* Begin Source extract *

Center on Juvenile and Criminal Justice

The mission statement of the California Division of Juvenile Justice — which houses about 650 of the state’s most serious juvenile and young adult offenders — says that the agency’s aim is to use “effective treatment, education and interventions in order to encourage positive lifestyles, reduce recidivism, strengthen families and protect our communities.”

But a new report paints a very different picture, one in which rampant violence, harassment and discrimination, inadequate mental health and educational services, and social isolation inflict new traumas on young people and leave them unprepared for adult life outside the system.

“Today, as it has for more than 100 years, the state system is failing youth, their families, and their communities, and is neglecting its most basic obligation: to rehabilitate young people and keep them safe,” reads the report, released Tuesday by the Center on Juvenile and Criminal Justice, a nonprofit organization focused on reducing U.S. reliance on incarceration.

The Division of Juvenile Justice (formerly known as the California Youth Authority), has been the subject of scandal for years and the target of numerous lawsuits.

* End Source extract *
* Begin Entries provided *

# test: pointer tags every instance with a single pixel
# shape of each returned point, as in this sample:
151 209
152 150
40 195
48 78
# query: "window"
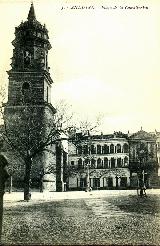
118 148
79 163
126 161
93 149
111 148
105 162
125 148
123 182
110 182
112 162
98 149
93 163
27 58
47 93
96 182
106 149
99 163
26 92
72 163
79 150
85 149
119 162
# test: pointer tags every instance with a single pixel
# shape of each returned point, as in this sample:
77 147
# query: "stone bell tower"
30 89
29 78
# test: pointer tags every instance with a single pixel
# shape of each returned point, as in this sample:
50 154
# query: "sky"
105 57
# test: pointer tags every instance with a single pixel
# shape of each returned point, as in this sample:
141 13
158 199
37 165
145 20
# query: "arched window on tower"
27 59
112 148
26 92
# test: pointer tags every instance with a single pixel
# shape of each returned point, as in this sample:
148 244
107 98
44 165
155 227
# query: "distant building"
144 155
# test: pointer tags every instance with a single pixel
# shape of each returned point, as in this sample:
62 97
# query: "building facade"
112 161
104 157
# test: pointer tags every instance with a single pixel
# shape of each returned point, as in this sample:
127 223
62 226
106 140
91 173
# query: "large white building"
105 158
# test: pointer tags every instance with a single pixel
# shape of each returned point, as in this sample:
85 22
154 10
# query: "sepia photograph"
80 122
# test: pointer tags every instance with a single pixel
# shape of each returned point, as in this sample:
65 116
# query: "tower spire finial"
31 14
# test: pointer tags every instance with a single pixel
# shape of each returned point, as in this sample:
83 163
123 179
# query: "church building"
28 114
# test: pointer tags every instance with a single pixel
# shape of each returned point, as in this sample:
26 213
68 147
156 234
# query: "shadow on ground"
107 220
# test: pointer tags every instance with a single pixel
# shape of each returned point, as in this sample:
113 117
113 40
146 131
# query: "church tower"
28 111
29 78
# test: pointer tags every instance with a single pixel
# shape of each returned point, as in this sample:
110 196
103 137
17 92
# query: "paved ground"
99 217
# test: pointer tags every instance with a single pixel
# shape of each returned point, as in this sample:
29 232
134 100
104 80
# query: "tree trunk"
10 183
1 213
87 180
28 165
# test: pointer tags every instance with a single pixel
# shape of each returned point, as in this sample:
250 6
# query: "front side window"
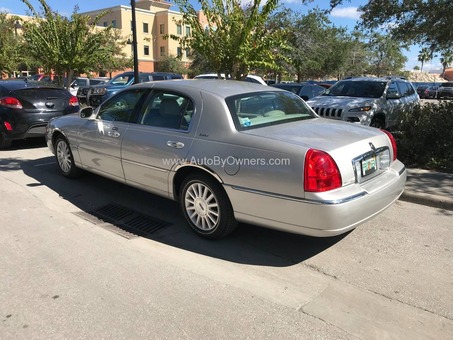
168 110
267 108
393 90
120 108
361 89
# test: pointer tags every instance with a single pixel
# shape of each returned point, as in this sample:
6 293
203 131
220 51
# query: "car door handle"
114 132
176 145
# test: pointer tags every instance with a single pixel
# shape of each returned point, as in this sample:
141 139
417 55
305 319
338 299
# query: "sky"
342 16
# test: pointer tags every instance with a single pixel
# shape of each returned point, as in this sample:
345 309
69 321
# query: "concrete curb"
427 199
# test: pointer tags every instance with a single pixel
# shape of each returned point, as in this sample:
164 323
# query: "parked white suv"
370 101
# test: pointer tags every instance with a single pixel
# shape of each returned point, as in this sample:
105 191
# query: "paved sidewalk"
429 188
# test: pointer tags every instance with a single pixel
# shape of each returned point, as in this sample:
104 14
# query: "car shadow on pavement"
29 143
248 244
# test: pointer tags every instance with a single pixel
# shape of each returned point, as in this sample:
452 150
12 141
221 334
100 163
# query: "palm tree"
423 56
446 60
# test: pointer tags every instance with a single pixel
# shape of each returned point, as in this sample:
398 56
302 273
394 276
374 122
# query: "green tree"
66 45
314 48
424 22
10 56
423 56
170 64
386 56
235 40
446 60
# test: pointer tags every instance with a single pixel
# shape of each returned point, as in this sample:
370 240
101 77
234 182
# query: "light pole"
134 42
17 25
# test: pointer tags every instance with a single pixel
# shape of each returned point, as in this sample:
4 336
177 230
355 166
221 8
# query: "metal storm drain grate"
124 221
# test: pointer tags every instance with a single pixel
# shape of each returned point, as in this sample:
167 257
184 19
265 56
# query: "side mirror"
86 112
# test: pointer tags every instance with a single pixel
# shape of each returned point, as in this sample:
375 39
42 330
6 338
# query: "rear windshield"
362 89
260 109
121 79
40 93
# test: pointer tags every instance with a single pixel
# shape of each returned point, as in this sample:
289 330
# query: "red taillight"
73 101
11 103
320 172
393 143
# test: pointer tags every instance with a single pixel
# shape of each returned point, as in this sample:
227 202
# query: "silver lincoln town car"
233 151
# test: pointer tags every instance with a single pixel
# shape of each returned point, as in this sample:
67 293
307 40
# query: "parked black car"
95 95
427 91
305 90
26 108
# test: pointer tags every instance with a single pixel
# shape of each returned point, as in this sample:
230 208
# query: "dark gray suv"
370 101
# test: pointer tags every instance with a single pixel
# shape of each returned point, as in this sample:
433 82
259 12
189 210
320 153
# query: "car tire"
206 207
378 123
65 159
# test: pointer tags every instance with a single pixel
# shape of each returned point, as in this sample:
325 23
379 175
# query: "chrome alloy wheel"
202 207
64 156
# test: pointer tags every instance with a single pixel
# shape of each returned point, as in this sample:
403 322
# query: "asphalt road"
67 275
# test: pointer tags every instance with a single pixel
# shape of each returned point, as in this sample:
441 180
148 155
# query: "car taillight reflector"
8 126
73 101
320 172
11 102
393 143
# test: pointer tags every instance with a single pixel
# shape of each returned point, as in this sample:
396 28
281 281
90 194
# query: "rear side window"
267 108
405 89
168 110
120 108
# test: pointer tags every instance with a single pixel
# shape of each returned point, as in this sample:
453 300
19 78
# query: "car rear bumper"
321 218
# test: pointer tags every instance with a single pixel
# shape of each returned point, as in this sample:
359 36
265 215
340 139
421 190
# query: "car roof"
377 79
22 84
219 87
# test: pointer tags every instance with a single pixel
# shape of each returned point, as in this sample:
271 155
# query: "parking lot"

* End Entries provided *

Summarize the passage about California's juvenile justice system in two sentences. Rely only on the passage about California's juvenile justice system.

## Result
The California Division of Juvenile Justice holds about 650 of the state's most serious juvenile and young adult offenders and says its aim is to use treatment, education and interventions to reduce recidivism and protect communities. A new report from the Center on Juvenile and Criminal Justice instead describes rampant violence, harassment, discrimination, inadequate services and social isolation, and it concludes that the system is failing youth and neglecting its obligation to rehabilitate them and keep them safe.